== TASK INPUT

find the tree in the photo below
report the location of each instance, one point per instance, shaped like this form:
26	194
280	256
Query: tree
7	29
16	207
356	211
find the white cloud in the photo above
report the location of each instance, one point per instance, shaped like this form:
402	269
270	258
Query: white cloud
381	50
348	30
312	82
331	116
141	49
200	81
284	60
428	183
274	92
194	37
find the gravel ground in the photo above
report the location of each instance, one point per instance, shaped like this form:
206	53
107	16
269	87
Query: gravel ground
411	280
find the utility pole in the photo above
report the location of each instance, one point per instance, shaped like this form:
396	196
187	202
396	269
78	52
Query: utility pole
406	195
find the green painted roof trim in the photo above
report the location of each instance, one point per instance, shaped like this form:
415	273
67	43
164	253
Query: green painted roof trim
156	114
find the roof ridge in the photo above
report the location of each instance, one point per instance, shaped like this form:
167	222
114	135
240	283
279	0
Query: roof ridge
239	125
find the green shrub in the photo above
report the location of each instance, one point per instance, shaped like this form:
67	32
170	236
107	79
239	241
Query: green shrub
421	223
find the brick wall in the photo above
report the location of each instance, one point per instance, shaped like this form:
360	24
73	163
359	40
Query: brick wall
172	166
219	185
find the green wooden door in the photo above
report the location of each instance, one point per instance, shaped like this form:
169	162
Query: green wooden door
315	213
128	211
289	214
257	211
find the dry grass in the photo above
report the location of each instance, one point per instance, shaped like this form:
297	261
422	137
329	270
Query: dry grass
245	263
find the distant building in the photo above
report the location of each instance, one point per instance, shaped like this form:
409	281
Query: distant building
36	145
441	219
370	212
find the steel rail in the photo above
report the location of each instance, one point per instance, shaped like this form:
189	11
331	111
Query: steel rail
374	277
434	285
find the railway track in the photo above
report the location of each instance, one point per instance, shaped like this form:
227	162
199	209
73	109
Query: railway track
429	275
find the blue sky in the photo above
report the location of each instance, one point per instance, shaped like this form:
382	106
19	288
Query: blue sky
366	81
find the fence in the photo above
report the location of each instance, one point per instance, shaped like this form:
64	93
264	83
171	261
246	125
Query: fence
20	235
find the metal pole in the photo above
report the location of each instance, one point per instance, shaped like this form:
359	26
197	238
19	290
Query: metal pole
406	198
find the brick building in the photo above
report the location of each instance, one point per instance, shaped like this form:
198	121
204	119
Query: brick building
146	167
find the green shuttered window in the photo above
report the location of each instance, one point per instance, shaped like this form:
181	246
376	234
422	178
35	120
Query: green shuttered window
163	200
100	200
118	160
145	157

====

## SHORT TASK
Extract each entry in full and write it down exactly.

## COMPLETED EXERCISE
find the tree in the photo below
report the location of each instance, one point per instance, shaped like this form:
26	194
280	256
Query: tree
7	29
16	207
356	211
find the white cloud in the photo above
report the location of each instance, one point per instance, shaped like this form:
402	269
270	258
Query: white cloud
381	50
348	30
312	82
331	116
141	49
200	81
284	60
428	183
274	92
194	37
find the gravel ground in the photo above
report the location of each instance, one point per instance, shaped like this form:
206	53
107	16
269	87
Query: gravel ground
411	280
find the utility pole in the photo above
report the location of each instance, one point per instance, shaped like this form:
396	196
187	202
396	269
78	52
Query: utility pole
406	195
find the green painted roof trim in the photo above
report the location of each instance, one point per instance, shaped like this form:
415	273
67	43
164	253
Query: green painted roof trim
156	114
find the roof ridge in the photo above
report the location of each instance, one point per instance, shaped like this form:
167	222
114	135
240	283
279	0
Query: roof ridge
239	125
find the green shrub in the photo above
report the location of each instance, one point per instance, shaped like this form:
67	32
170	236
107	79
239	241
Query: green shrub
421	223
find the brick wall in the photo above
report the location of each instance, one point per instance, shaped like this form:
360	24
73	163
359	40
Query: brick wall
172	166
219	185
find the green wooden door in the photo above
report the location of each instance, one point per instance, shaped like this form:
169	162
Query: green wooden door
315	213
128	211
289	214
257	211
find the dry grass in the photo above
report the location of each instance, one point per instance, shaped like this form:
297	261
422	137
329	270
Query: dry grass
245	263
find the distant building in the photo above
report the location of each instance, one point per instance, shaped like this form:
409	281
Query: distant building
36	145
441	219
370	212
find the steel rail in the photo above
report the location of each instance, one point per instance, shaped like this form:
189	11
331	111
Query: steel rail
374	277
434	285
find the railway track in the photo above
report the location of each instance, one point per instance, shaped like this form:
227	162
199	209
73	109
Query: railway track
429	275
find the blue sky in the photo above
report the location of each instance, one point per instance, shaped like this form:
382	106
19	288
Query: blue sky
366	81
find the fence in the photo above
report the location of each instance, one point per instance, shaped like this form:
64	93
264	83
171	261
246	125
Query: fence
20	235
find the metal pole in the photo above
report the location of each instance, one point per instance, shaped like this form:
359	26
197	238
19	290
Query: metal pole
406	198
find the brick building in the photo above
report the location of each instance, one point per instance, shaped like this form:
198	121
204	119
Query: brick building
146	167
find the green shuttered window in the photo above
report the location of each instance, one point per instance, shaped like this form:
181	246
376	234
422	178
35	120
Query: green shuttered window
163	200
100	200
118	160
145	157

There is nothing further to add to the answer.